#### READING TEXT ####

# B-21



## MTShaw (20 Oct 2022)

The B-21 will be revealed to the public on Dec 2nd.






						B-21 Raider
					

B-21 Raider, the future of long-range strike, will be capable of penetrating the toughest defenses to deliver precision strikes anywhere in the world.




					www.northropgrumman.com
				




I hope this is not out of place on a Canadian forum.


----------



## Good2Golf (20 Oct 2022)

MTShaw said:


> The B-21 will be revealed to the public on Dec 2nd.
> 
> 
> 
> ...


Not when it might have links to NORAD/Continental defenc/se….


----------



## SeaKingTacco (20 Oct 2022)

I am a bit intrigued…


----------



## OldSolduer (21 Oct 2022)

SeaKingTacco said:


> I am a bit intrigued…


I echo that.

Upgraded B2? That should only cost 4 billion per plane...


----------



## Furniture (21 Oct 2022)

I hope the launch video is a strike on somewhere Russia thinks is safe...


----------



## dimsum (21 Oct 2022)

Furniture said:


> I hope the launch video is a strike on somewhere Russia thinks is safe...


How to start WWIII in 3...2....1....


----------



## FSTO (21 Oct 2022)

Why?


----------



## Furniture (21 Oct 2022)

dimsum said:


> How to start WWIII in 3...2....1....


It doesn't have to be Russia itself, just somewhere Russia thinks the USA can't go undetected. Syria comes to mind off the top of my head.


----------



## KevinB (22 Oct 2022)

Furniture said:


> It doesn't have to be Russia itself, just somewhere Russia thinks the USA can't go undetected. Syria comes to mind off the top of my head.


Belarus


----------



## Colin Parkinson (22 Oct 2022)

Drop leaflets over the Red Square and the Kremlin


----------



## KevinB (22 Oct 2022)

####

**CHALLENGE A**
In the B-21 thread, on what date is the B-21 to be revealed to the public?
**CHALLENGE B**
Quote the passage of the B-21 thread starting with "## MTShaw (20" and going on through "in the world.".

#### MATERIAL ####

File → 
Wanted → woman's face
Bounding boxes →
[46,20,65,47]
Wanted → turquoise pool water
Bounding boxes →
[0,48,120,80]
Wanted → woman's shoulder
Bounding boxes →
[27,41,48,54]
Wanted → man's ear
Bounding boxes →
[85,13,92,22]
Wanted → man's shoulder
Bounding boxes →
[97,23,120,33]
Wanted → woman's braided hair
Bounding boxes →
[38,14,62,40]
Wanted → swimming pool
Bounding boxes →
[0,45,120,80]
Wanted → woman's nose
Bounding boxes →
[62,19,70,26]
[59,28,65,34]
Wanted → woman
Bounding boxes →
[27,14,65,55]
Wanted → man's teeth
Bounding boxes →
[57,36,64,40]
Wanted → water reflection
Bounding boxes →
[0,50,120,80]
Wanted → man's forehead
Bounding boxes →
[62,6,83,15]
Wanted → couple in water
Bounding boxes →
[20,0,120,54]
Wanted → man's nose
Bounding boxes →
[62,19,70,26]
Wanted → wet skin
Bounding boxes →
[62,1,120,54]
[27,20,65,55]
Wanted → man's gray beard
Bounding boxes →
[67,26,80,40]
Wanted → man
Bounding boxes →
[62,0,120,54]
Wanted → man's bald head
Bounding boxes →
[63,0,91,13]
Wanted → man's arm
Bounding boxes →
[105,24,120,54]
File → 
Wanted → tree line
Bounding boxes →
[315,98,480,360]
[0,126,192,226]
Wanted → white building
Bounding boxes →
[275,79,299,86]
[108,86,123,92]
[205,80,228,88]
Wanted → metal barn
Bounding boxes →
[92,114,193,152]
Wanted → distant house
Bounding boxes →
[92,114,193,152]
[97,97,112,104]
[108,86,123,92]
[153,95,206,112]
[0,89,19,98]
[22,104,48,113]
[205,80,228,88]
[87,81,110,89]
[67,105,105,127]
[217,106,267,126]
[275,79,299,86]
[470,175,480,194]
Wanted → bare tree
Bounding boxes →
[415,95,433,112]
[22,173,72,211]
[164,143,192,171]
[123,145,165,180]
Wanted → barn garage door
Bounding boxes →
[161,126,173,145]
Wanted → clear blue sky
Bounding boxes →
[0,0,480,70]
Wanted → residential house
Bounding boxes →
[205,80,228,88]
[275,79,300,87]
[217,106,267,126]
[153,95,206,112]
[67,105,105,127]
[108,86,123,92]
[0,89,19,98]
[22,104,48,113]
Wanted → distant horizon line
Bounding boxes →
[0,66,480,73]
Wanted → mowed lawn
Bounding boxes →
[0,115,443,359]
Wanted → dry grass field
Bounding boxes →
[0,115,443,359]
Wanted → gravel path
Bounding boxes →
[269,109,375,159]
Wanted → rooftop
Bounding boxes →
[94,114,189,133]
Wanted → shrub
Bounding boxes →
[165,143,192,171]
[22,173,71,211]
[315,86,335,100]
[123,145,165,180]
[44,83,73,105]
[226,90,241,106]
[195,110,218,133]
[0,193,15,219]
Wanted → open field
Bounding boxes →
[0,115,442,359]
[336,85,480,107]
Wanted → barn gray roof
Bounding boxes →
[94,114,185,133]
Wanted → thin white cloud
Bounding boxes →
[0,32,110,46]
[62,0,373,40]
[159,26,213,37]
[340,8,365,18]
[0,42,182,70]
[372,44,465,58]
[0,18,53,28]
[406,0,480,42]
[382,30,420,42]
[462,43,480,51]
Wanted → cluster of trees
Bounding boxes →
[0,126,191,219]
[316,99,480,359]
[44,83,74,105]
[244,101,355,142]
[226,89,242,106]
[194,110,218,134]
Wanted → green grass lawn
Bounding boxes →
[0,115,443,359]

####

**EXERCISE SOLUTION A**
Dec 2nd

**EXERCISE SOLUTION B**
## MTShaw (20 Oct 2022)

The B-21 will be revealed to the public on Dec 2nd.






						B-21 Raider
					

B-21 Raider, the future of long-range strike, will be capable of penetrating the toughest defenses to deliver precision strikes anywhere in the world.